Source text:
Posted on November 24, 2017

At Thanksgiving, the Search for a Black Pilgrim Among Plymouth’s Settlers

DeNeen L. Brown, Washington Post, November 21, 2017

The search for a black Pilgrim began decades ago. Then, in 1981, historians announced with great fanfare that they had finally found enough evidence that one early settler was indeed of African descent.

That man was included in a 1643 record listing the names of men able to serve in the Plymouth, Mass., militia. He was identified as “Abraham Pearse, blackamore.”

In those days, a blackamore, a derivative of “black Moor,” was a term used to describe someone with dark skin. Black Moors had roots in North Africa and often worked as servants or enslaved people in Europe.

Records indicated Abraham Pearse was not enslaved; he voted and owned land, having arrived in Plymouth in 1623 — three years after those aboard the Mayflower survived 65 days at sea, battling “snow & raine,” storms and wind, a broken mast and a “saill” that “fell over board, in a very grown sea,” according to an account of their journey by William Bradford, a founder and governor of Plymouth Colony. They finally landed in “good harbor,” by “Gods mercie,” at what would come to be called Plymouth.

{snip}

Brad Pierce, a radiologist from Little Rock, reviewed DNA test of descendants of Abraham Pearse, according to a 2011 WBUR radio interview.

Listed entries:

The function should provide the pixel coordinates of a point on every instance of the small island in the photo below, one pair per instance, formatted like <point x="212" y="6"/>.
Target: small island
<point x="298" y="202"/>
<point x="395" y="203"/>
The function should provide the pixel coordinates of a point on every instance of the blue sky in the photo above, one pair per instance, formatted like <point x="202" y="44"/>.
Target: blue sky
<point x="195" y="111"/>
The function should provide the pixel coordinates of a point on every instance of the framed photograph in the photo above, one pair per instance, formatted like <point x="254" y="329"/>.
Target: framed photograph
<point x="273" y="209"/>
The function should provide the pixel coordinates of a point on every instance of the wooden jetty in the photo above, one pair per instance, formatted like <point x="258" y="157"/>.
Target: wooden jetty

Work to complete:
1. Repeat the stretch of the article about the search for a black Pilgrim from "DeNeen L. Brown, Washington" through "of African descent.".
2. Write what comes next in the article about the search for a black Pilgrim, beginning after its last sentence.

Answers for the exercise:
1.
DeNeen L. Brown, Washington Post, November 21, 2017

The search for a black Pilgrim began decades ago. Then, in 1981, historians announced with great fanfare that they had finally found enough evidence that one early settler was indeed of African descent.

2.
“We can say with virtual certainty that the father of Abraham and his ancestors on the male Pearse line are not of African descent,” Pierce told WBUR. “The DNA suggests that it has a characteristic that suggests they are of Scandinavian descent.” The tests did not exclude that Pearse’s mother could have been black, but those tests were not done.

Now researchers say there was a mistake made when the list of men capable of bearing arms was printed. “The link is misprinted so that the word, the blackamore, is placed next to Abraham Pearse’s name instead of underneath,” Pickering said.

In 1986, Eugene Aubrey Stratton, a former historian general of the General Society of Mayflower Descendants, published “Plymouth Colony: Its History and People, 1620-1691,” in which he concluded that the evidence against Abraham Pearse being black was substantial.

That pushed researchers back to square one in looking for a black Pilgrim.

“We still do not know who ‘the blackamore’ was, what his status in Plymouth was, or how long he had been or remained in Plymouth,” Stratton writes.

{snip}

Some evidence indicates that there was a black man who was considered a “transient in Plymouth Colony” as early as 1622, Stratton wrote. There was a man named John Pedro, who was also identified in records as “John Pedro a Neger and aged 30” who arrived on a ship called the Swan in 1623.

“It is not possible to tell how many blacks might have been in Plymouth Colony, for they would usually appear in records only when involved in some kind of legal situation,” Stratton wrote. “But gradually it can be seen that the black population was growing.”

On May 3, 1653, a black female maid, a servant to John Barnes, appeared in a court case accusing John Smith, Senior, of Plymouth, of “receiving tobacco and other things of her which were her masters, att sundry times, in a purloineing way.” Both Smith and the “maid” were cleared of charges by the court.

{snip}

By 1715, records indicate there may have been more than 2,000 enslaved people in Massachusetts, according to the Pilgrim Hall Museum.